Requirement - From the data, copy out every line in which the word "knee" appears.
• • • •
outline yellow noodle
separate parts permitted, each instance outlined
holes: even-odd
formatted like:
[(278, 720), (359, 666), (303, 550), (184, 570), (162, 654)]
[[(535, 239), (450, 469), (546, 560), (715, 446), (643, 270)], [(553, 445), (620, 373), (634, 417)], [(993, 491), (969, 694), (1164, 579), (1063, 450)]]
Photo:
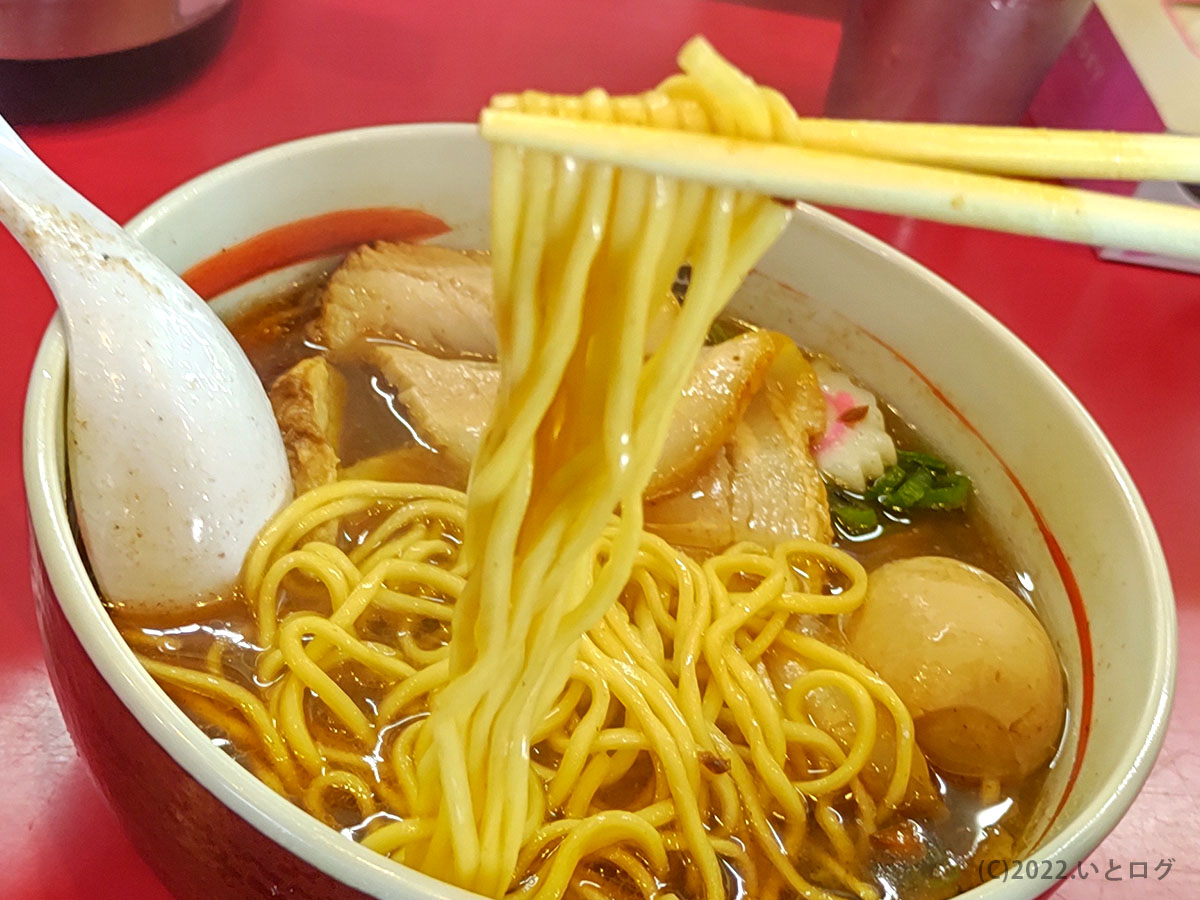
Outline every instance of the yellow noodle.
[(815, 687), (829, 687), (843, 692), (850, 699), (858, 717), (854, 723), (854, 744), (845, 760), (828, 775), (793, 782), (797, 790), (807, 794), (827, 794), (845, 787), (867, 764), (875, 747), (875, 702), (861, 683), (844, 672), (814, 669), (797, 678), (788, 690), (783, 708), (789, 718), (800, 721), (804, 717), (804, 696)]
[(167, 693), (187, 711), (193, 721), (199, 720), (202, 725), (217, 729), (240, 748), (253, 747), (259, 743), (254, 728), (220, 703), (170, 683), (166, 683), (166, 687)]
[[(579, 701), (583, 699), (584, 691), (587, 690), (587, 685), (579, 680), (575, 673), (572, 673), (571, 681), (567, 684), (567, 689), (563, 691), (561, 697), (555, 701), (554, 706), (546, 713), (542, 719), (538, 730), (530, 737), (530, 741), (534, 744), (540, 744), (545, 740), (552, 740), (559, 734), (562, 734), (566, 723), (573, 718), (577, 713)], [(556, 750), (560, 753), (563, 750), (562, 746), (556, 746)]]
[(357, 775), (344, 770), (326, 772), (308, 783), (303, 801), (305, 809), (327, 825), (337, 827), (337, 820), (329, 811), (328, 794), (331, 792), (350, 797), (358, 807), (361, 819), (373, 816), (379, 809), (374, 791)]
[(596, 791), (604, 784), (612, 762), (607, 753), (597, 753), (588, 760), (579, 777), (571, 783), (571, 794), (563, 804), (563, 814), (571, 819), (587, 818)]
[(402, 680), (414, 674), (407, 663), (393, 656), (371, 650), (362, 641), (337, 627), (329, 619), (316, 615), (298, 616), (290, 619), (280, 629), (279, 646), (294, 677), (299, 678), (314, 694), (321, 698), (330, 711), (342, 721), (359, 740), (373, 743), (375, 728), (366, 714), (338, 687), (337, 683), (317, 665), (305, 651), (304, 638), (322, 637), (335, 645), (349, 658), (357, 660), (382, 674)]
[(628, 843), (636, 847), (650, 868), (663, 874), (667, 869), (667, 851), (658, 830), (633, 813), (609, 810), (584, 820), (586, 827), (566, 833), (545, 867), (535, 897), (561, 897), (579, 861), (603, 847)]
[[(496, 102), (753, 138), (790, 127), (781, 98), (704, 47), (681, 59), (684, 75), (637, 97)], [(386, 821), (365, 846), (477, 893), (587, 897), (606, 863), (644, 897), (669, 896), (660, 879), (677, 853), (697, 900), (724, 900), (722, 859), (768, 900), (834, 896), (802, 871), (872, 896), (856, 848), (907, 790), (912, 719), (882, 679), (793, 628), (857, 608), (862, 566), (800, 539), (700, 563), (641, 520), (705, 333), (787, 209), (511, 146), (494, 148), (492, 191), (501, 374), (469, 494), (337, 482), (264, 528), (242, 587), (265, 703), (216, 675), (148, 668), (238, 709), (314, 814), (330, 821), (333, 794), (348, 796)], [(687, 302), (651, 346), (683, 262)], [(360, 532), (355, 545), (308, 540), (330, 522)], [(280, 619), (293, 573), (306, 590)], [(298, 608), (309, 582), (315, 608)], [(428, 648), (429, 621), (447, 644)], [(808, 670), (776, 685), (775, 654)], [(339, 684), (344, 663), (378, 679), (371, 703)], [(817, 689), (850, 703), (852, 737), (813, 724)], [(882, 797), (858, 777), (878, 709), (897, 736)], [(360, 759), (314, 737), (314, 710), (351, 732)], [(848, 792), (865, 825), (834, 809)]]
[[(551, 808), (561, 806), (573, 792), (576, 780), (587, 765), (587, 753), (595, 744), (596, 735), (608, 715), (610, 693), (604, 679), (595, 669), (581, 663), (575, 664), (573, 674), (579, 682), (587, 686), (591, 693), (591, 703), (587, 712), (571, 730), (571, 737), (562, 751), (554, 778), (546, 786), (546, 802)], [(600, 782), (597, 781), (592, 790), (595, 791), (599, 786)]]
[(400, 653), (414, 666), (424, 669), (436, 662), (448, 659), (450, 648), (442, 644), (431, 650), (424, 650), (417, 644), (411, 634), (405, 632), (400, 636)]
[(159, 681), (195, 691), (212, 700), (224, 701), (237, 708), (246, 717), (250, 727), (254, 729), (262, 743), (263, 750), (266, 751), (268, 759), (279, 772), (284, 783), (288, 785), (296, 783), (296, 769), (287, 746), (271, 721), (271, 717), (267, 714), (262, 701), (250, 691), (227, 678), (207, 672), (197, 672), (182, 666), (168, 665), (144, 656), (139, 657), (139, 660), (146, 670)]
[(428, 822), (420, 819), (405, 819), (401, 822), (389, 822), (376, 828), (365, 838), (362, 839), (362, 845), (376, 853), (382, 853), (384, 856), (391, 856), (397, 850), (402, 849), (407, 844), (421, 838), (429, 837), (429, 831), (432, 826)]
[(276, 688), (279, 708), (276, 713), (279, 731), (287, 740), (288, 747), (310, 775), (319, 775), (325, 770), (325, 757), (309, 731), (308, 718), (304, 713), (304, 682), (288, 673), (288, 677)]
[[(608, 735), (611, 736), (615, 733), (616, 733), (616, 729), (612, 729), (608, 732)], [(595, 747), (596, 750), (598, 750), (598, 751), (603, 751), (606, 749), (604, 746), (605, 743), (615, 743), (615, 742), (606, 742), (605, 740), (603, 740), (603, 738), (604, 738), (604, 735), (597, 735), (595, 742), (592, 744), (592, 746)], [(645, 744), (646, 746), (648, 746), (648, 744), (646, 744), (646, 742), (643, 741), (643, 739), (640, 736), (638, 737), (638, 744), (639, 745)], [(610, 761), (609, 761), (609, 766), (608, 766), (608, 773), (604, 776), (603, 786), (607, 787), (611, 784), (616, 784), (618, 781), (620, 781), (626, 775), (628, 775), (629, 770), (633, 768), (635, 763), (637, 763), (638, 757), (641, 755), (643, 749), (645, 749), (644, 746), (630, 747), (630, 746), (618, 745), (612, 751), (612, 753), (609, 757)], [(673, 804), (672, 804), (672, 806), (673, 806)]]
[(354, 580), (347, 580), (346, 572), (328, 556), (309, 549), (314, 546), (321, 545), (309, 544), (302, 550), (284, 554), (271, 564), (266, 575), (263, 576), (257, 610), (258, 637), (263, 647), (270, 647), (275, 643), (279, 586), (289, 574), (303, 572), (310, 578), (319, 581), (324, 586), (333, 609), (342, 605), (349, 591), (349, 585), (357, 581), (357, 572), (353, 573)]
[(912, 773), (912, 755), (916, 747), (912, 715), (905, 708), (903, 701), (886, 681), (862, 663), (827, 644), (822, 644), (816, 638), (785, 631), (779, 635), (779, 642), (821, 665), (844, 672), (858, 680), (892, 714), (896, 722), (896, 764), (883, 803), (885, 806), (895, 807), (904, 798), (908, 787), (908, 779)]
[(628, 850), (608, 850), (600, 854), (601, 859), (608, 860), (621, 869), (637, 885), (644, 900), (655, 900), (658, 894), (658, 882), (654, 874), (646, 868), (640, 859)]
[[(404, 806), (408, 810), (412, 810), (417, 805), (417, 772), (412, 761), (413, 742), (416, 736), (417, 729), (406, 728), (396, 738), (392, 747), (392, 774), (396, 777), (396, 783), (400, 785), (400, 793), (404, 795)], [(432, 832), (432, 822), (429, 823), (429, 827)]]
[(283, 783), (283, 780), (275, 773), (274, 769), (266, 766), (258, 759), (258, 757), (251, 756), (248, 760), (243, 760), (243, 764), (254, 773), (255, 778), (257, 778), (275, 793), (283, 797), (288, 796), (289, 792), (287, 785)]
[(825, 837), (829, 839), (829, 844), (833, 847), (833, 852), (837, 860), (842, 865), (853, 865), (856, 856), (854, 843), (846, 833), (846, 828), (842, 824), (842, 817), (838, 815), (837, 810), (824, 800), (820, 800), (817, 802), (817, 810), (814, 818), (817, 820), (821, 831), (825, 832)]

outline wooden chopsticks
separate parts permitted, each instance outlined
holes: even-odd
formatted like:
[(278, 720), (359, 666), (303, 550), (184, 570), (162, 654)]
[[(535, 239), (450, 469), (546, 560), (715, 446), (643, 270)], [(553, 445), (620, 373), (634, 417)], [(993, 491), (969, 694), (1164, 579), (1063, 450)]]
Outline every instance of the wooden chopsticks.
[(777, 143), (507, 108), (480, 130), (790, 200), (1200, 260), (1200, 210), (1005, 177), (1200, 181), (1200, 138), (796, 119)]
[(1178, 134), (805, 118), (789, 130), (814, 150), (994, 175), (1200, 181), (1200, 138)]

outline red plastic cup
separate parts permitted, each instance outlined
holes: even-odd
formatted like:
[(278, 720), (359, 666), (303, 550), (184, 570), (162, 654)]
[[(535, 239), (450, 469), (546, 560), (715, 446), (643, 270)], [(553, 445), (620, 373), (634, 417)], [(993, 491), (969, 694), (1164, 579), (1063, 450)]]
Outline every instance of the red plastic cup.
[(1010, 125), (1091, 0), (849, 0), (825, 113)]

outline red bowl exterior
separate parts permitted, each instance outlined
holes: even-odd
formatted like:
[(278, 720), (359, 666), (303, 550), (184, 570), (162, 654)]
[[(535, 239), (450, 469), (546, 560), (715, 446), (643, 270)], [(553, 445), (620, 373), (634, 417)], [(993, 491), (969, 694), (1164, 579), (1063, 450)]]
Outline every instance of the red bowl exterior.
[(146, 732), (88, 657), (30, 541), (50, 682), (67, 729), (142, 858), (179, 900), (367, 900), (221, 803)]

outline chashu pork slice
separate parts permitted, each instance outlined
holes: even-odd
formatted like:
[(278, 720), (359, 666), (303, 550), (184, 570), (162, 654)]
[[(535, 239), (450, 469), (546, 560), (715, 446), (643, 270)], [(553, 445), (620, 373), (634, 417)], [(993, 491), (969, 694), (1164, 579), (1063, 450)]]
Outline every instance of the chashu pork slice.
[(494, 359), (489, 256), (428, 244), (365, 244), (329, 277), (313, 337), (331, 350), (383, 338), (435, 356)]
[(706, 552), (744, 540), (770, 547), (797, 537), (832, 539), (810, 449), (825, 427), (825, 401), (808, 360), (775, 337), (779, 352), (733, 435), (681, 490), (646, 504), (648, 530)]
[(483, 360), (440, 359), (393, 344), (370, 345), (364, 358), (395, 389), (421, 440), (465, 483), (496, 403), (500, 367)]
[[(267, 396), (287, 450), (296, 496), (336, 481), (346, 396), (342, 376), (325, 357), (313, 356), (275, 379)], [(312, 538), (332, 543), (337, 538), (336, 524), (320, 526)]]
[(762, 387), (776, 352), (768, 331), (747, 331), (701, 349), (671, 413), (667, 441), (645, 496), (674, 493), (709, 464)]
[[(672, 415), (646, 496), (677, 491), (704, 469), (737, 428), (776, 352), (771, 335), (755, 331), (700, 352)], [(495, 403), (498, 366), (439, 359), (395, 345), (374, 344), (365, 353), (366, 361), (395, 388), (409, 424), (465, 473)]]

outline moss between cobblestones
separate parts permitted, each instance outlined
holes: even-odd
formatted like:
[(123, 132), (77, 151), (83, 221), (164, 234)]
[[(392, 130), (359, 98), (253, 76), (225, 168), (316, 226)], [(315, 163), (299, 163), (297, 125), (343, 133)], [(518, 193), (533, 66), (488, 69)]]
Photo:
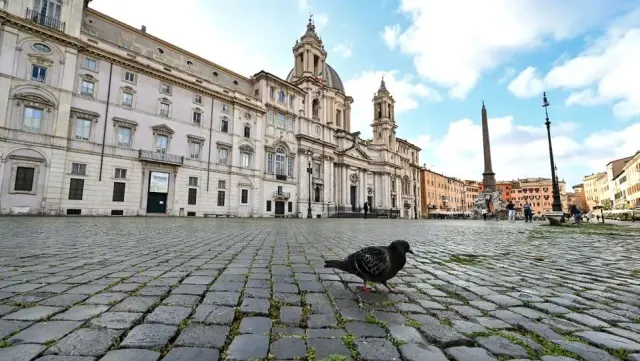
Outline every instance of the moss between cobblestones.
[(11, 344), (8, 341), (0, 340), (0, 348), (9, 347)]
[(409, 327), (413, 327), (413, 328), (422, 327), (422, 323), (420, 323), (420, 322), (418, 322), (418, 321), (416, 321), (414, 319), (408, 318), (408, 317), (405, 317), (405, 318), (406, 318), (406, 321), (404, 323), (405, 326), (409, 326)]
[(314, 347), (307, 348), (307, 360), (306, 361), (316, 361), (316, 349)]
[(377, 318), (375, 318), (375, 316), (373, 316), (373, 314), (371, 312), (369, 312), (367, 314), (367, 317), (365, 317), (364, 322), (370, 323), (370, 324), (373, 324), (373, 325), (378, 325), (378, 326), (380, 326), (382, 328), (386, 328), (387, 327), (387, 323), (386, 322), (378, 320)]
[(358, 349), (356, 347), (356, 339), (356, 335), (352, 333), (347, 333), (342, 336), (342, 343), (344, 343), (345, 347), (351, 353), (351, 357), (357, 361), (360, 360), (360, 356), (358, 355)]
[(640, 268), (631, 270), (631, 276), (640, 278)]
[(474, 264), (480, 263), (480, 260), (478, 259), (478, 256), (474, 256), (474, 255), (453, 255), (449, 257), (449, 259), (446, 260), (445, 262), (474, 265)]
[(56, 344), (56, 340), (51, 339), (51, 340), (46, 340), (43, 345), (44, 347), (49, 348), (55, 344)]

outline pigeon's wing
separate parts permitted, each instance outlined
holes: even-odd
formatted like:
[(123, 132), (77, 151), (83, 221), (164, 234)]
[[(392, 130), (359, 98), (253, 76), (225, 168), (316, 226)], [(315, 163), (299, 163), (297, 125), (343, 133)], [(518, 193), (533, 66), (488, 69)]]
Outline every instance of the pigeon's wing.
[(386, 247), (366, 247), (347, 257), (347, 262), (356, 271), (356, 275), (365, 278), (376, 278), (389, 266)]

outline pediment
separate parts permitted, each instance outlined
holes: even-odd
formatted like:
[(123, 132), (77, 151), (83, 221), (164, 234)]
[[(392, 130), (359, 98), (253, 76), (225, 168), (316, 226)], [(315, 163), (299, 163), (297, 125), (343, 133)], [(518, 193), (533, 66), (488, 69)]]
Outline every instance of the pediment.
[(351, 148), (345, 151), (345, 154), (359, 159), (371, 160), (371, 157), (359, 147)]
[(24, 102), (54, 106), (52, 101), (38, 94), (33, 94), (33, 93), (16, 94), (15, 98), (18, 100), (22, 100)]
[(42, 56), (40, 54), (29, 54), (29, 61), (31, 61), (32, 63), (36, 63), (39, 65), (52, 65), (53, 64), (53, 60)]
[(168, 134), (173, 135), (174, 131), (166, 124), (154, 125), (151, 127), (154, 133), (156, 134)]

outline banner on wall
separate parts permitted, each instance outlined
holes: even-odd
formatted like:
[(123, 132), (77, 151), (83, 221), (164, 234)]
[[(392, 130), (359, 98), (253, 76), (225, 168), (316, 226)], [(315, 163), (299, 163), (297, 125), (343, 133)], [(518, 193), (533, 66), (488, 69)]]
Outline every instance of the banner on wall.
[(169, 173), (151, 172), (149, 192), (169, 193)]

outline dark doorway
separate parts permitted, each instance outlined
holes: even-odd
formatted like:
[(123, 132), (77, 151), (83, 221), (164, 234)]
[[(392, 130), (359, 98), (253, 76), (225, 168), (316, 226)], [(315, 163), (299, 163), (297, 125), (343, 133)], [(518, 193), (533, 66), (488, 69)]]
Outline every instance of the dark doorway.
[(284, 202), (276, 201), (276, 217), (284, 217)]
[(351, 186), (351, 209), (352, 210), (356, 210), (356, 207), (358, 206), (358, 187), (357, 186)]
[(373, 208), (373, 196), (367, 197), (367, 204), (369, 204), (369, 209)]
[(149, 172), (147, 213), (166, 213), (169, 173)]

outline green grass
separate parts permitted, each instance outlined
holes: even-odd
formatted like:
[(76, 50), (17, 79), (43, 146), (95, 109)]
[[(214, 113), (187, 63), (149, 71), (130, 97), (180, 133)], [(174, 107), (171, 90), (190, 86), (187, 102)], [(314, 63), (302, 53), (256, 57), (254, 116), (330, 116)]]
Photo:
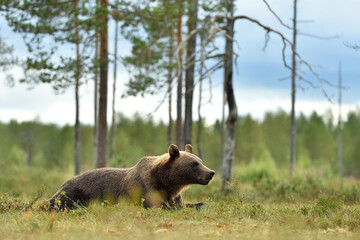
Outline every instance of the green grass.
[[(310, 175), (291, 180), (247, 179), (240, 174), (227, 192), (219, 191), (218, 178), (208, 186), (188, 189), (184, 193), (186, 202), (207, 203), (199, 211), (147, 210), (127, 204), (95, 203), (89, 208), (56, 213), (42, 210), (43, 201), (68, 174), (58, 170), (19, 168), (16, 171), (17, 174), (9, 174), (0, 170), (0, 180), (7, 178), (7, 183), (11, 183), (0, 182), (0, 239), (358, 239), (360, 236), (356, 180), (326, 180)], [(41, 184), (47, 187), (45, 192)]]

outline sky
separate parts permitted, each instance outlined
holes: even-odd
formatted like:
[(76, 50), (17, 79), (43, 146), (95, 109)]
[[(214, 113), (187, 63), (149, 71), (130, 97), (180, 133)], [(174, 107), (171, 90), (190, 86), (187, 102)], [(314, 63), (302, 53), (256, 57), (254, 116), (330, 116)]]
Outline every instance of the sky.
[[(293, 1), (269, 0), (273, 10), (288, 25), (291, 25)], [(262, 0), (238, 0), (235, 3), (235, 15), (247, 15), (274, 29), (280, 30), (291, 39), (291, 31), (281, 26), (278, 20), (267, 10)], [(315, 71), (324, 79), (337, 85), (339, 63), (342, 65), (342, 80), (346, 89), (343, 91), (343, 116), (348, 111), (355, 111), (360, 105), (360, 51), (348, 48), (347, 43), (360, 44), (360, 1), (358, 0), (299, 0), (298, 24), (299, 32), (330, 37), (338, 35), (331, 40), (320, 40), (305, 35), (299, 35), (297, 50), (302, 58), (309, 62)], [(290, 112), (290, 79), (280, 80), (290, 76), (289, 69), (284, 68), (282, 62), (281, 39), (270, 34), (270, 41), (265, 51), (265, 33), (262, 29), (246, 20), (235, 23), (235, 51), (238, 58), (235, 64), (234, 90), (239, 115), (250, 114), (253, 118), (262, 120), (269, 111), (282, 109)], [(109, 26), (109, 51), (113, 52), (113, 23)], [(7, 26), (4, 18), (0, 18), (1, 38), (15, 47), (15, 55), (26, 57), (28, 54), (23, 40)], [(224, 43), (219, 42), (219, 47)], [(239, 47), (237, 47), (239, 46)], [(119, 55), (129, 54), (131, 45), (121, 38)], [(72, 51), (71, 47), (69, 51)], [(290, 63), (290, 56), (287, 56)], [(303, 67), (302, 76), (319, 86), (318, 80)], [(165, 102), (155, 112), (161, 103), (164, 93), (145, 97), (121, 98), (125, 91), (124, 84), (128, 81), (127, 71), (123, 66), (118, 67), (116, 94), (116, 111), (132, 116), (139, 112), (143, 116), (152, 116), (155, 120), (167, 122), (168, 105)], [(112, 66), (109, 66), (109, 110), (112, 101), (111, 89), (113, 75)], [(14, 68), (15, 78), (21, 76), (21, 69)], [(221, 117), (223, 72), (213, 74), (211, 87), (209, 80), (204, 81), (201, 113), (206, 122), (211, 124)], [(338, 115), (338, 90), (325, 86), (329, 101), (321, 90), (313, 89), (305, 83), (297, 91), (296, 114), (300, 112), (310, 115), (313, 111), (324, 114), (329, 109), (334, 116)], [(93, 83), (83, 84), (80, 88), (80, 121), (84, 124), (93, 123)], [(211, 91), (210, 91), (211, 89)], [(197, 119), (198, 86), (195, 88), (193, 118)], [(175, 92), (174, 92), (175, 95)], [(175, 104), (172, 112), (176, 116)], [(8, 122), (11, 119), (27, 121), (39, 119), (46, 123), (59, 125), (73, 124), (75, 119), (74, 89), (70, 88), (62, 94), (55, 93), (51, 86), (41, 84), (31, 87), (16, 83), (14, 87), (6, 85), (4, 74), (0, 73), (0, 121)]]

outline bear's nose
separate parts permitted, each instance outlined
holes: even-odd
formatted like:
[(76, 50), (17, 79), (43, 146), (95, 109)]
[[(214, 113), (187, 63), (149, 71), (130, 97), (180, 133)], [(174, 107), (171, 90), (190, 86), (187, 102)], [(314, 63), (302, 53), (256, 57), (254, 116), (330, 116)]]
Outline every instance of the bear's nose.
[(210, 171), (210, 176), (213, 177), (215, 175), (215, 171)]

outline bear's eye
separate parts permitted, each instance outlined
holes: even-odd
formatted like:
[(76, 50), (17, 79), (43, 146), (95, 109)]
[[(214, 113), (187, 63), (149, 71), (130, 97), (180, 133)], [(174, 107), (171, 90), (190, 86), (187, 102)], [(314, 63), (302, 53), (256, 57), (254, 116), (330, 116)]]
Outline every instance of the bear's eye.
[(199, 166), (199, 163), (198, 162), (193, 162), (192, 166), (195, 168), (195, 167)]

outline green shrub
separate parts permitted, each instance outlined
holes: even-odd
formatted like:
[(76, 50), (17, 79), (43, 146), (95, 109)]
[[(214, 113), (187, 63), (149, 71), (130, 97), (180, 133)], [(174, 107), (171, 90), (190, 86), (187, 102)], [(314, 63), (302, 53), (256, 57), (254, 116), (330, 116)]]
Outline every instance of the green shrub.
[(246, 180), (257, 182), (261, 179), (275, 178), (277, 173), (278, 169), (271, 153), (266, 148), (261, 148), (257, 156), (246, 167), (244, 176)]

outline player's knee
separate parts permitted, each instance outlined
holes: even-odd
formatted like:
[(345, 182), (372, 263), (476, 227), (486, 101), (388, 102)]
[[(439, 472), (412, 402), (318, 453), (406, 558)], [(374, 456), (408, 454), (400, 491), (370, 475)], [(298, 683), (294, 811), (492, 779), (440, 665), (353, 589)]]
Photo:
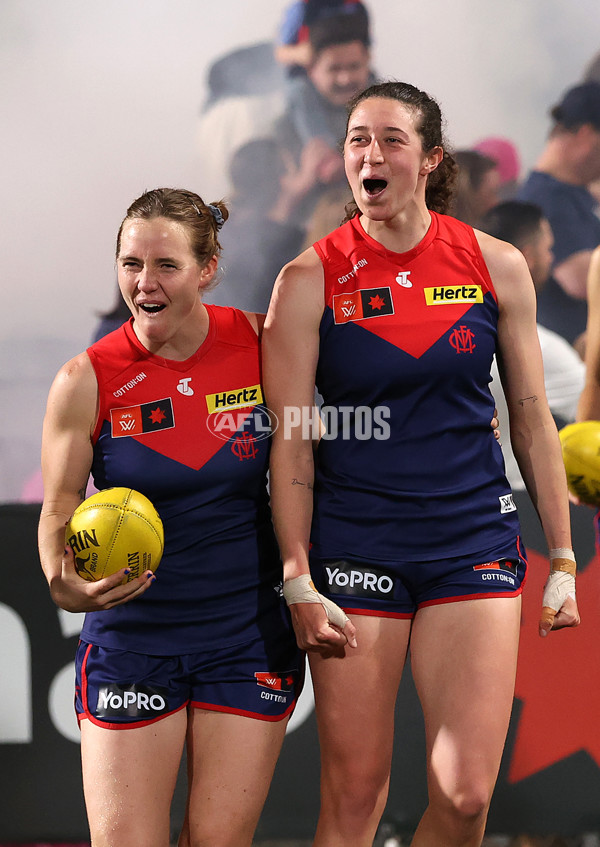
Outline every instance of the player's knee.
• • • •
Output for this task -
outline player's knee
Outline every instance of the player's knee.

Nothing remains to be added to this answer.